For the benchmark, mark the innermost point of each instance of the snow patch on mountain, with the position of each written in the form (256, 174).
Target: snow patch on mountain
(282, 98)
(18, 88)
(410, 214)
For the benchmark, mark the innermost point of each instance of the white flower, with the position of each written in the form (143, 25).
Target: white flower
###
YOUR TASK: Copy the data above line for line, keeping every word, number, and punctuation mark unchanged.

OUTPUT OF THE TASK:
For the benchmark, mark the innermost point of each instance of the snow patch on mountain, with the position of each written in the form (256, 174).
Target: snow patch on mountain
(282, 98)
(18, 88)
(410, 214)
For the benchmark, mark the innermost point of each instance of the white flower, with the position of each written in the form (143, 25).
Target: white flower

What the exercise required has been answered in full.